* _PROBLEM TO SOLVE_
Answer these questions using the passage below on Perry and Bush.
(a) Which law did Perry first embrace and later turn against?
(b) Whom did the Bush family and political team back against Perry in his third run for governor?
(c) Who ran against Clinton in 2000?

Sweeping these concerns aside, Perry's biggest challenge may be overcoming the fact that he is another Texas governor seeking the White House. After four years of Obama, Bush fatigue may have attenuated. But by how much? For those in the center, the ones who will decide the next election, the choice will be between four more years of someone they know (which they didn't four years ago) versus someone who reminds them of someone they know (Bush) and wish they didn't.

Beyond the Texas Governor's mansion, the accent, and the swagger, however, the similarity ends. Their differences have been no small source of friction between the Bush and Perry camps.

A 2007 YouTube, for example, showed Perry at a fundraiser saying, "George Bush was never a fiscal conservative. never was, going on to say: "I mean, 95, 97,99, George Bush (while he was Texas Governor) was spending money. The video came to the attention of Bush aides and they were not happy with Perry's criticisms of their man.

Then after initially embracing Bush's "No Child Left Behind" law, Perry turned against it, calling it a monstrous intrusion into our (i.e. the Texas education system) affairs in an interview. His 10th Amendment fire-breathing can't be contained.

When Perry ran for his third gubernatorial election, the Bush family and political team retaliated by backing Perry's Republican opponent, Sen. Kay Bailey Hutchinson, providing her campaign with fundraising and organizational support. Perry won the primary and went on to win in the general election by a sizable margin, no doubt giving him cause to gloat and giving the Bush camp cause to mope.

The relationship between Perry and Bush continues to be frosty. But it would be foolish for Perry to provoke the Bush family into working against him if he chooses to run for President. And it would also be petty of the Bush family to deny that politics requires a candidate to show that he is his own man, not a clone of his former boss. Gore ran against Clinton in 2000, and if Perry runs, he will have to show his independence of Bush if he is to have any hope of shedding the "Oh no, not another Texas Governor" image.

Bush ran as a compassionate conservative, probably a euphemism for the liberalism of his rich family, which is what caused Reagan to balance his conservative ticket with running mate George H. W. Bush. Perry will have to show that he intends to reverse the reckless spending of the Bush-Obama years.

* _Dataset entries_
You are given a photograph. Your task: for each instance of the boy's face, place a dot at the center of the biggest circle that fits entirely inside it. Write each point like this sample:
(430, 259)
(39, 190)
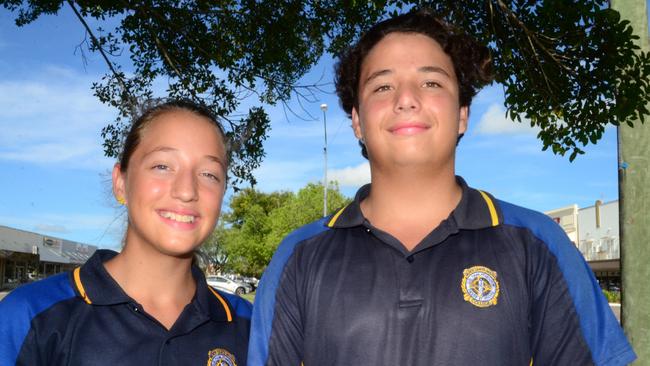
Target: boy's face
(409, 113)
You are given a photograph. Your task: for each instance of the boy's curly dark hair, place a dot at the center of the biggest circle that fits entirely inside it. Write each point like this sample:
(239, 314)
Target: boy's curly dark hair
(471, 60)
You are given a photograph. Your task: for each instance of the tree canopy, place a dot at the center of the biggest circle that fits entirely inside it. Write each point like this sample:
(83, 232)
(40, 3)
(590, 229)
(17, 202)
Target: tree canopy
(256, 223)
(569, 67)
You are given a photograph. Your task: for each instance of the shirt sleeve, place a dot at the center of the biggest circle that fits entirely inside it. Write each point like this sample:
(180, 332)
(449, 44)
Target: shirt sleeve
(570, 319)
(276, 329)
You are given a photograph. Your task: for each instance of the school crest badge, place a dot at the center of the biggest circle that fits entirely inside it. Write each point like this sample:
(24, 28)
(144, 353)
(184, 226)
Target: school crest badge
(221, 357)
(480, 286)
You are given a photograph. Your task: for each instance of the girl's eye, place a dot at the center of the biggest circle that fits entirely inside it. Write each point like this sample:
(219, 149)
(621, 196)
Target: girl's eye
(211, 176)
(160, 167)
(382, 88)
(431, 84)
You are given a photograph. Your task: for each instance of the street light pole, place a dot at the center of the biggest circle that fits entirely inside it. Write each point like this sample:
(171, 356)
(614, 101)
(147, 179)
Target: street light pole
(323, 107)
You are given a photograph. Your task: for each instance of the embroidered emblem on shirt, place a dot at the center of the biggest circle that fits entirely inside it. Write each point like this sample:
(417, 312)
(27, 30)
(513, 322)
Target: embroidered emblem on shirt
(221, 357)
(480, 286)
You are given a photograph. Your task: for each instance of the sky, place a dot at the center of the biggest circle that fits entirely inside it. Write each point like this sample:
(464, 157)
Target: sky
(55, 179)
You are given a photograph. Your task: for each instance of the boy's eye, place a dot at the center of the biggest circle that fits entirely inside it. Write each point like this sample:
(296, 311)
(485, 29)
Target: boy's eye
(382, 88)
(431, 84)
(211, 176)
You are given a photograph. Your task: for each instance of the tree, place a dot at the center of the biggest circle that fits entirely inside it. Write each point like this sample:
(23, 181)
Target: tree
(256, 223)
(570, 67)
(634, 218)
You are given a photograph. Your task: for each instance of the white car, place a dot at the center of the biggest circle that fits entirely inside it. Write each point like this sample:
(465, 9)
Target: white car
(227, 285)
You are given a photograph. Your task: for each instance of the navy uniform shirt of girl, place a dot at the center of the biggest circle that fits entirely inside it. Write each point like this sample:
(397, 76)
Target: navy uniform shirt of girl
(84, 318)
(148, 304)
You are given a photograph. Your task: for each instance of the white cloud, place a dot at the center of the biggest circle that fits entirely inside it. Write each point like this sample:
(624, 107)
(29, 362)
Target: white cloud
(354, 176)
(49, 228)
(494, 121)
(52, 118)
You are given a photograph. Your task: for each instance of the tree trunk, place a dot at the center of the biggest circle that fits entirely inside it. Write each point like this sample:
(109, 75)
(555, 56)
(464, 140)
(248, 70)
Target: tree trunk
(634, 206)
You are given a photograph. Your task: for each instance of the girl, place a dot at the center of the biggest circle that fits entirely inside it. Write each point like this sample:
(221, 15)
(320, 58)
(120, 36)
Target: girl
(148, 304)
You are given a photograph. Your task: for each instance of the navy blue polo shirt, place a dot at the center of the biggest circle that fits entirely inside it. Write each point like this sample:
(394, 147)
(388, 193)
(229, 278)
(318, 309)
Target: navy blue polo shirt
(85, 318)
(493, 284)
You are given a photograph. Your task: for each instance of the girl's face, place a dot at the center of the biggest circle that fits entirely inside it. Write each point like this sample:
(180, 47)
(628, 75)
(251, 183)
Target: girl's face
(174, 183)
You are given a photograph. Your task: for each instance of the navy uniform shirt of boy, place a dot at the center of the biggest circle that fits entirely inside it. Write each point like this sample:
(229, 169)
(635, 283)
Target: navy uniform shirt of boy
(148, 304)
(421, 269)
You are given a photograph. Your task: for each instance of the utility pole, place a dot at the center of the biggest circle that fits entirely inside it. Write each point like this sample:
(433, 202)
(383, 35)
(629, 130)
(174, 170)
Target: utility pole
(634, 200)
(323, 107)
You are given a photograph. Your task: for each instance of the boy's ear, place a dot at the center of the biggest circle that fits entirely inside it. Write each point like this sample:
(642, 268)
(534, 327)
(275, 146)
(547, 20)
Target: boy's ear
(356, 124)
(462, 119)
(118, 184)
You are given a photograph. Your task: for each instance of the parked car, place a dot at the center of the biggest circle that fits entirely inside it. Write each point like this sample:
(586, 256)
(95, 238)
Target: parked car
(251, 281)
(228, 285)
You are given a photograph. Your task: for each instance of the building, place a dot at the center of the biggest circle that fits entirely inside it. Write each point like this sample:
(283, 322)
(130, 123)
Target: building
(26, 256)
(595, 231)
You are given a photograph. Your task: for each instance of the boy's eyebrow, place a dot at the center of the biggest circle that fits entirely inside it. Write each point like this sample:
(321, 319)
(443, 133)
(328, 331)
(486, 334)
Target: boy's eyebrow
(425, 69)
(435, 69)
(377, 74)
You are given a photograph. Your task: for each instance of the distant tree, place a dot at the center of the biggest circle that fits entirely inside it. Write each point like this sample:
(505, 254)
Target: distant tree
(257, 222)
(570, 67)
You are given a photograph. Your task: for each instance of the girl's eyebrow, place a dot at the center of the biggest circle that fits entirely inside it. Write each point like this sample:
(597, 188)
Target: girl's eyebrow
(212, 158)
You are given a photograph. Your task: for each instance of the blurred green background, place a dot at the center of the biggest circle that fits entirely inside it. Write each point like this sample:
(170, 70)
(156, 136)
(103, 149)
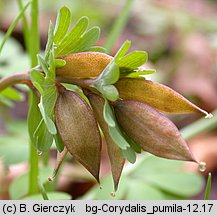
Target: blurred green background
(180, 37)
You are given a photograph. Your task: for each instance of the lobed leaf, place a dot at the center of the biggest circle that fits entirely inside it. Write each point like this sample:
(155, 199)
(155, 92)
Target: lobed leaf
(109, 75)
(114, 152)
(11, 94)
(123, 50)
(86, 41)
(71, 39)
(83, 65)
(129, 154)
(38, 132)
(156, 95)
(78, 130)
(151, 130)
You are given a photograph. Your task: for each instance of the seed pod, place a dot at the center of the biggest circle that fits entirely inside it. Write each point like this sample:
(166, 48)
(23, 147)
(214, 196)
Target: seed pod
(155, 95)
(83, 65)
(78, 130)
(152, 131)
(115, 155)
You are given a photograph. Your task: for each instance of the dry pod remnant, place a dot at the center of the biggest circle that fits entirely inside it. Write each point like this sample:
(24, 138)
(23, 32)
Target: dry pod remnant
(107, 92)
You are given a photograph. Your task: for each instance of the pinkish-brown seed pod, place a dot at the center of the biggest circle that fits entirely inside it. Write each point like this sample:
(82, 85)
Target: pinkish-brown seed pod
(114, 152)
(152, 131)
(79, 130)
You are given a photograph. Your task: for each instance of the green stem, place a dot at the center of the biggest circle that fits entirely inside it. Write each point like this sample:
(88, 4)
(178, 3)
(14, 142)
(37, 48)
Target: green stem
(34, 40)
(34, 171)
(200, 126)
(119, 25)
(34, 33)
(25, 27)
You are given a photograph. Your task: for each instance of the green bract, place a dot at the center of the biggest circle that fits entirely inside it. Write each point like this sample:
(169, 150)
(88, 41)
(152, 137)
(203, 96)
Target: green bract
(107, 92)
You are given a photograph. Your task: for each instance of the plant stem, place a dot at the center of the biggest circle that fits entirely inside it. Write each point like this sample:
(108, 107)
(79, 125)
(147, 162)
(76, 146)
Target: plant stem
(200, 126)
(119, 25)
(25, 27)
(34, 41)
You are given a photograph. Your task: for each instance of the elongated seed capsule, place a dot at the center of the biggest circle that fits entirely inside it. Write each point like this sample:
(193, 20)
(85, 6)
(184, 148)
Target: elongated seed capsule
(84, 65)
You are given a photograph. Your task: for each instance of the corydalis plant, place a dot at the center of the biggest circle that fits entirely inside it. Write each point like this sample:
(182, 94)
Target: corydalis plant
(107, 92)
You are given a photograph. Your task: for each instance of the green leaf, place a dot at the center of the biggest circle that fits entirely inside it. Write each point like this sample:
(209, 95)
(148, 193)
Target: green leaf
(42, 190)
(109, 91)
(60, 63)
(87, 40)
(136, 74)
(5, 101)
(110, 74)
(71, 40)
(129, 154)
(37, 79)
(11, 94)
(208, 187)
(43, 64)
(50, 42)
(123, 50)
(42, 138)
(38, 131)
(133, 60)
(62, 24)
(84, 65)
(108, 115)
(59, 142)
(46, 107)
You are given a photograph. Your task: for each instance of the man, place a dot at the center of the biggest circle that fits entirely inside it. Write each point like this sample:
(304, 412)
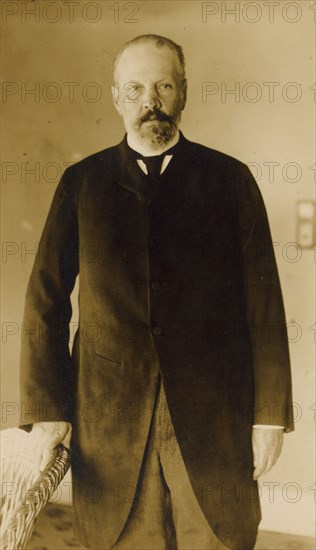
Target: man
(178, 389)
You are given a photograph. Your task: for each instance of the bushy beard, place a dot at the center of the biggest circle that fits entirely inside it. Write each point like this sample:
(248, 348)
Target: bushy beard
(162, 129)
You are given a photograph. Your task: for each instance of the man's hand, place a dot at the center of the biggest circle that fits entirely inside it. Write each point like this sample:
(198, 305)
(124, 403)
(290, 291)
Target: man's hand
(267, 445)
(47, 436)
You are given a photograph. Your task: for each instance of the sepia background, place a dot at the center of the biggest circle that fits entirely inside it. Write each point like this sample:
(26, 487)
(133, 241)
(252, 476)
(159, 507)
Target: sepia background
(251, 94)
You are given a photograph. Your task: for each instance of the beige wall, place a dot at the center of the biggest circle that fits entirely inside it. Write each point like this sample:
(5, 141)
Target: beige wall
(225, 51)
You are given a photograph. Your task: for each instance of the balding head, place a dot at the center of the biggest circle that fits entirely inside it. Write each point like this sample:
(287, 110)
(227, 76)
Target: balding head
(159, 42)
(150, 89)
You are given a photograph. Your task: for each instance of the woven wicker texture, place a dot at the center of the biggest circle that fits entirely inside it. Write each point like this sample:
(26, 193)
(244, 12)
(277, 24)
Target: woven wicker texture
(23, 492)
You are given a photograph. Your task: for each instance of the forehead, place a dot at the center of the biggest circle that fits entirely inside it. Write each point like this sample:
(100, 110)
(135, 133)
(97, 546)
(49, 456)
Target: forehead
(148, 60)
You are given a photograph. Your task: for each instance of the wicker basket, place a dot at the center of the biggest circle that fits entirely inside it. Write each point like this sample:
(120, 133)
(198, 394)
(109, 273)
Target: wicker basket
(23, 492)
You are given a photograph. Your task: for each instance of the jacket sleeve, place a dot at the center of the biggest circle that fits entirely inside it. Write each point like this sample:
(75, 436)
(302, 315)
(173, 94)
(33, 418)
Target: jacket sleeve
(46, 378)
(265, 310)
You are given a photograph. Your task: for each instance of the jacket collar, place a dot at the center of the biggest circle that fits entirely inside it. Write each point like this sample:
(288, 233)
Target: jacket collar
(130, 174)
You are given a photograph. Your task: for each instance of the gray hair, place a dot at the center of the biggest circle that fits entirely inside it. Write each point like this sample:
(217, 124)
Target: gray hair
(159, 41)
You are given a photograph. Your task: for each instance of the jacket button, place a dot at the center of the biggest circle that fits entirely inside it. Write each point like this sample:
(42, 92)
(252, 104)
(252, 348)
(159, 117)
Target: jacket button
(155, 285)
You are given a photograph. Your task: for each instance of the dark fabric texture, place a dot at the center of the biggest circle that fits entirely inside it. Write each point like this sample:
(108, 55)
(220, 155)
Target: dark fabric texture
(177, 281)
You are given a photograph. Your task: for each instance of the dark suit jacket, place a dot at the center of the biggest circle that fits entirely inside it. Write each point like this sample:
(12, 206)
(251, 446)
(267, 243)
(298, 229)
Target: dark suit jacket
(177, 281)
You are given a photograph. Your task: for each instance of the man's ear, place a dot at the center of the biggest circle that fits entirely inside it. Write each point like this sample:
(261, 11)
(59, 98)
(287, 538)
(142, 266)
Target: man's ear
(184, 91)
(115, 97)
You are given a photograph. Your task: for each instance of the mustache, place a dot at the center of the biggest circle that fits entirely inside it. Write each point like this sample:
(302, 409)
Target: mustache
(156, 114)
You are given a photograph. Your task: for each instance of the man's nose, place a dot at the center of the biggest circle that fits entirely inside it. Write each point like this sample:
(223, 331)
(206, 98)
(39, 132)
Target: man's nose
(151, 100)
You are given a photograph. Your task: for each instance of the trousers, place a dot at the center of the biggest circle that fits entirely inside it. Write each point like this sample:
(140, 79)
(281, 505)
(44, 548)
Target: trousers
(165, 514)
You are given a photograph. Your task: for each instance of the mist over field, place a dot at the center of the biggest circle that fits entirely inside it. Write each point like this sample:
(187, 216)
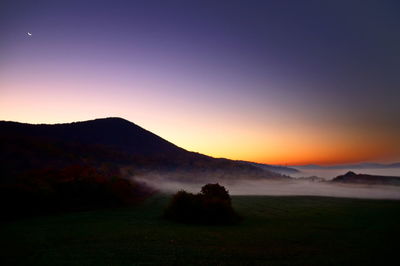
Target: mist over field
(277, 187)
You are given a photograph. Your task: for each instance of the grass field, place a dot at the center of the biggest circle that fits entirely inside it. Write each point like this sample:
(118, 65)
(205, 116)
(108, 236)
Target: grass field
(275, 231)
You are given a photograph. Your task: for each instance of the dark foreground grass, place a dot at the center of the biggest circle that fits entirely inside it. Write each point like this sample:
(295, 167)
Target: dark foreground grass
(275, 231)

* _COMPLETE OUTPUT_
(a) Bush's "No Child Left Behind" law
(b) Perry's Republican opponent, Sen. Kay Bailey Hutchinson
(c) Gore